WHAT TO WORK ON: Every line with the word "dark" in it should be extracted from the data that follows.

(DATA SUPPLIED Opens)

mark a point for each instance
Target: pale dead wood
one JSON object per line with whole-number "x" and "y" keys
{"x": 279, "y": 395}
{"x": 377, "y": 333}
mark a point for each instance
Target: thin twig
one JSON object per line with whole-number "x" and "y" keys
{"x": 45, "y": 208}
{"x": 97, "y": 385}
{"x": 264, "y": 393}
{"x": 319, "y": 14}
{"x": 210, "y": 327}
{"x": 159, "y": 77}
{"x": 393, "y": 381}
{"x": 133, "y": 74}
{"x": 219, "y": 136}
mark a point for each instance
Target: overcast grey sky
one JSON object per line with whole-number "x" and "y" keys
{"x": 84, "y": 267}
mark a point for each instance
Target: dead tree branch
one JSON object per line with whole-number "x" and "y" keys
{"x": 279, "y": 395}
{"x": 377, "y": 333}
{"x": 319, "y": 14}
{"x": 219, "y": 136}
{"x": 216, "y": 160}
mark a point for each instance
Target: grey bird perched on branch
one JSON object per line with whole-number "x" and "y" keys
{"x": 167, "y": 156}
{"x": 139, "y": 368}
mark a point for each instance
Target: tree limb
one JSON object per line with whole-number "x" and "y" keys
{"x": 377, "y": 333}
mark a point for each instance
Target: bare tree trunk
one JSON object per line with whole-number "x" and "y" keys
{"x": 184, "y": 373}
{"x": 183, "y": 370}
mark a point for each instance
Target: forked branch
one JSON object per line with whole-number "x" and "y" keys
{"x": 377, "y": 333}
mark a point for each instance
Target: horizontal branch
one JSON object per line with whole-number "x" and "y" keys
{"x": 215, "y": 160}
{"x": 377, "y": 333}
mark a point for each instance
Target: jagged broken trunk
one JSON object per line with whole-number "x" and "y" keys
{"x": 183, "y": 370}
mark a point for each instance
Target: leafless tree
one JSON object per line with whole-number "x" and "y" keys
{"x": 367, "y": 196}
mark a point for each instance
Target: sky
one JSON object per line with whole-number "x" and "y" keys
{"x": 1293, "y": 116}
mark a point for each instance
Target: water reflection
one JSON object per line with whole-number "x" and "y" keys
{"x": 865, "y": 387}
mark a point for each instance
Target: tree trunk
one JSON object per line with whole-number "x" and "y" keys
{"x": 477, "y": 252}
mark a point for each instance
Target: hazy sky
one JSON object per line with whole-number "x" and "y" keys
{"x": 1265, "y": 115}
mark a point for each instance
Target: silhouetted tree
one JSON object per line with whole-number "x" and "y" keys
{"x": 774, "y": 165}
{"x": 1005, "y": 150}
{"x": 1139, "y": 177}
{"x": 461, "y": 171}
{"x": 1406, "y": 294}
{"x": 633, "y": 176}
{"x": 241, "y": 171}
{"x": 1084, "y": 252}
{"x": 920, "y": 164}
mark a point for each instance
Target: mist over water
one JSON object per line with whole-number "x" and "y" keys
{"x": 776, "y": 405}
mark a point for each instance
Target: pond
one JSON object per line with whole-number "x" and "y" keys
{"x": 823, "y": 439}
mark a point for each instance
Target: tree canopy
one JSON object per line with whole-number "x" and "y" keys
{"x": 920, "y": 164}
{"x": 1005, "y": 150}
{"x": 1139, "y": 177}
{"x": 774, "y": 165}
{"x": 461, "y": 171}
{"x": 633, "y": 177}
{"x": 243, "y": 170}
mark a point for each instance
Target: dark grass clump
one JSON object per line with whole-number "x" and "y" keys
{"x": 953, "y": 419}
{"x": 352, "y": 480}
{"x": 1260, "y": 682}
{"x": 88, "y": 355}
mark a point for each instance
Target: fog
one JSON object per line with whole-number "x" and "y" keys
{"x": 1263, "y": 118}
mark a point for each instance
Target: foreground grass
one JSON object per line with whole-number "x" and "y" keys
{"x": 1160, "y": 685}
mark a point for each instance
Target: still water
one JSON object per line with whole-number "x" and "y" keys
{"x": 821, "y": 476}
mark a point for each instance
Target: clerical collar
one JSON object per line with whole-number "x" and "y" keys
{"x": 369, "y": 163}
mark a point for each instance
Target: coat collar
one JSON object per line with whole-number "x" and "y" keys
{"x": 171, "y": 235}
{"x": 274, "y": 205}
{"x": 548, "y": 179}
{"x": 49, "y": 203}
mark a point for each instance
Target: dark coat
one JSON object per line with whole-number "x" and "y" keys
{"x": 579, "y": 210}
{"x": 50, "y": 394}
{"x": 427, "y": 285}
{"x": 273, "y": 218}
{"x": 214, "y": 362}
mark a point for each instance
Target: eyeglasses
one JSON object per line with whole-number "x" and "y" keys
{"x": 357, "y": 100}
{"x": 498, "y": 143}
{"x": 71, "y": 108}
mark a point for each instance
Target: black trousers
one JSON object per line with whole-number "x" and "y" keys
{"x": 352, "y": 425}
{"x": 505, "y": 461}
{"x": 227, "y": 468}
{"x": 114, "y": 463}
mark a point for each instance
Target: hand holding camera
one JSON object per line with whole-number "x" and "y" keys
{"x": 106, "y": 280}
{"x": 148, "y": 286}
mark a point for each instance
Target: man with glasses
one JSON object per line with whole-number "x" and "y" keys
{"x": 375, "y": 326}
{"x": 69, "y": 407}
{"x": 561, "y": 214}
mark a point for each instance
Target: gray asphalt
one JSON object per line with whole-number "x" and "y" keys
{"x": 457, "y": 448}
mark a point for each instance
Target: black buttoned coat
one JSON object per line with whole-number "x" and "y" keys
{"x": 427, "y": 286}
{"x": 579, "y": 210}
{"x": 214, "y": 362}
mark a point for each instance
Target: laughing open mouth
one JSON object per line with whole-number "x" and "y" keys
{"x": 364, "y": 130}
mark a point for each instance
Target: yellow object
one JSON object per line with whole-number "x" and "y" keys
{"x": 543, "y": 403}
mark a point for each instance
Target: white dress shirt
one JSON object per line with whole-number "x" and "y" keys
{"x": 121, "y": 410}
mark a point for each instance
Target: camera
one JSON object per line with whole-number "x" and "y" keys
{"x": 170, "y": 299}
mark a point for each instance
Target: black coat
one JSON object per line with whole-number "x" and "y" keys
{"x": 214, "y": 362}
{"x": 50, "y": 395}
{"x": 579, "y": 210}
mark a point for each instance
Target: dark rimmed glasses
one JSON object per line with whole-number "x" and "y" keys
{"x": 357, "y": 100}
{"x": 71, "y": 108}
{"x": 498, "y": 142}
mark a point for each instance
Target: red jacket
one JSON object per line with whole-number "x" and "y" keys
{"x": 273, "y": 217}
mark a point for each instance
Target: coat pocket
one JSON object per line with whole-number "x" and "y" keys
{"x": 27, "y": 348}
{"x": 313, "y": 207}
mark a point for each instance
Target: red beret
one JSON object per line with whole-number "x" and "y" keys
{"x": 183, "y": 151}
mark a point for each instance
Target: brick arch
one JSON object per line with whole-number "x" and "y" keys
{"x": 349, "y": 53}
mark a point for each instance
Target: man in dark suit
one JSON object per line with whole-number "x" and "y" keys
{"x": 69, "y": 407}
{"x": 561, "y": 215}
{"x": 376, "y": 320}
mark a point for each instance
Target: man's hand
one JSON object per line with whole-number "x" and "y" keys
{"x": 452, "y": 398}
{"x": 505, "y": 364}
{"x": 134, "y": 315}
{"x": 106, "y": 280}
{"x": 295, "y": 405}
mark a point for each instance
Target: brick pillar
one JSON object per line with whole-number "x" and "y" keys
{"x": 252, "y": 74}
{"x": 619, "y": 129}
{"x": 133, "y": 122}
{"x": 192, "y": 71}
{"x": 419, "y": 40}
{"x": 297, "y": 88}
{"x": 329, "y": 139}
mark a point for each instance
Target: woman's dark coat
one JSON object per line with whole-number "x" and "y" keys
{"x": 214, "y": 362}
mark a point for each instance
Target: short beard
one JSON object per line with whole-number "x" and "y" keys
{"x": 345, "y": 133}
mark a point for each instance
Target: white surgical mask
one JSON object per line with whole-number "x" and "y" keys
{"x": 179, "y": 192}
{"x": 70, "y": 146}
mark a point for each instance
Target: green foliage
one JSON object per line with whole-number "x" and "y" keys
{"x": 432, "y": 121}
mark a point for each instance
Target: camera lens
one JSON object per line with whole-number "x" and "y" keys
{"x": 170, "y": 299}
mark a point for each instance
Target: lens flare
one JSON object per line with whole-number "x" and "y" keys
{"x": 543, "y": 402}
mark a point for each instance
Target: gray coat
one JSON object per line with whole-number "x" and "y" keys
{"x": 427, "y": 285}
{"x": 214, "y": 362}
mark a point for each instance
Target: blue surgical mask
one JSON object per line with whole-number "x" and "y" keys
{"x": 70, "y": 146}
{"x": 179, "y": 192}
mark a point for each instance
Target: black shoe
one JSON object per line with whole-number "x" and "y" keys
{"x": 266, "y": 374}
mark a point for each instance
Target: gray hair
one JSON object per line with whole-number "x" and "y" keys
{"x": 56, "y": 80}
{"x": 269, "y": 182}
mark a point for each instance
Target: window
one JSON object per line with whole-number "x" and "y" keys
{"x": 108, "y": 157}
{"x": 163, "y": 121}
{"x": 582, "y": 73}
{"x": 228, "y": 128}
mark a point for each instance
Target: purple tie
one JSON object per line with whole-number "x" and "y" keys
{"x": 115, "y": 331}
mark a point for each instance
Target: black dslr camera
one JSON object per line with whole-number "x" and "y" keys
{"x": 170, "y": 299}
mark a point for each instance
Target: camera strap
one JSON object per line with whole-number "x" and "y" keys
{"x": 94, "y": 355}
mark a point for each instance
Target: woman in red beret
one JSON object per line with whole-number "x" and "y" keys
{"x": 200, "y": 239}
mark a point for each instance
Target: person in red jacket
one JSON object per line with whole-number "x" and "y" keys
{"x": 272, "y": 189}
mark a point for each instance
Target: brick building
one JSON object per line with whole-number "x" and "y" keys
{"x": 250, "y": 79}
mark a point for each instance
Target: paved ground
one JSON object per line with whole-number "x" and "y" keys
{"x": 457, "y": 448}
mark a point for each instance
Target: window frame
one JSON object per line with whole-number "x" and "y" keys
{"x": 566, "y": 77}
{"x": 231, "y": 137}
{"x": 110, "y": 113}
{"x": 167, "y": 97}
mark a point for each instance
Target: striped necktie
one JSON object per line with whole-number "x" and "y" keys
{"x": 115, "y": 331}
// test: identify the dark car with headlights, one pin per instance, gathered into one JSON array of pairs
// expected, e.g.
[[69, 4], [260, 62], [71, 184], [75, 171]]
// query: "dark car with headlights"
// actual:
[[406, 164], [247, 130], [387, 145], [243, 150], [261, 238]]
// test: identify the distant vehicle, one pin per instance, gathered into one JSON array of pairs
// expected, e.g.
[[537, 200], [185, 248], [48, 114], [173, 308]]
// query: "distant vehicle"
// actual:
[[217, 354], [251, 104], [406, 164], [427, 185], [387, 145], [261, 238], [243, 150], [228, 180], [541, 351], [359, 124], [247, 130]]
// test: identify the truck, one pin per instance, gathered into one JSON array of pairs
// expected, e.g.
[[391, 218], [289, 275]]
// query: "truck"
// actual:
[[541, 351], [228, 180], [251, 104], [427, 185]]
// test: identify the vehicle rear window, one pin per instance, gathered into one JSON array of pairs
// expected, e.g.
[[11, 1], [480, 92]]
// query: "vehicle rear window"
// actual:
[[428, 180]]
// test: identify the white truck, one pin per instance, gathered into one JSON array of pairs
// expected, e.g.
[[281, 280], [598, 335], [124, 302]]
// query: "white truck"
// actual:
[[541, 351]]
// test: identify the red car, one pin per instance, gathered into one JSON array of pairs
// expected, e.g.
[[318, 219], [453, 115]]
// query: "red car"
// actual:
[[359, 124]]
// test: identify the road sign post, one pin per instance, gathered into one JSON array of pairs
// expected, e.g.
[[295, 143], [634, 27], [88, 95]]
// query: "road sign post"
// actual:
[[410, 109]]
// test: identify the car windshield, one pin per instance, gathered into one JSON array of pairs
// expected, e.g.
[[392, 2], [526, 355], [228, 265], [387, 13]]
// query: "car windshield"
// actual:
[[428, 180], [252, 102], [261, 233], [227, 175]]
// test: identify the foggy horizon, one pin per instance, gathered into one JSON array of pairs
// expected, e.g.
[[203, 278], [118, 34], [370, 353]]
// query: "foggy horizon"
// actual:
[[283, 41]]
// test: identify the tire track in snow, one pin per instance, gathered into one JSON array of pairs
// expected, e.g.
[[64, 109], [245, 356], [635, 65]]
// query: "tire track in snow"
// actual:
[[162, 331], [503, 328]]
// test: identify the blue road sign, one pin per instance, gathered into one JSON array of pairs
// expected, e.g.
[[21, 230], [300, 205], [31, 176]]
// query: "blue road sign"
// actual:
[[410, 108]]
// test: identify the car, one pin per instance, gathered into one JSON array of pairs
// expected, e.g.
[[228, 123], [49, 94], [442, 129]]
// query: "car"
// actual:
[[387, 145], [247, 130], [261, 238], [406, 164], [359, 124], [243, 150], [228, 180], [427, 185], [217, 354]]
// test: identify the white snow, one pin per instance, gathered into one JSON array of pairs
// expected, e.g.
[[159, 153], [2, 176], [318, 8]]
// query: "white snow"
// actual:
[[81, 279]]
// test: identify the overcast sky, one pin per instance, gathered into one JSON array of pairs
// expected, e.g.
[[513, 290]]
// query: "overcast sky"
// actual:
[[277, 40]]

(DATA SUPPLIED Closes)

SOLUTION:
Target: dark grass clump
Target: dark coat
Target: dark rimmed glasses
Target: man in dark suit
Target: woman's dark coat
// test: identify the dark car with headlights, one pin per instance, gathered into one JSON array of pairs
// query: "dark car with headlights"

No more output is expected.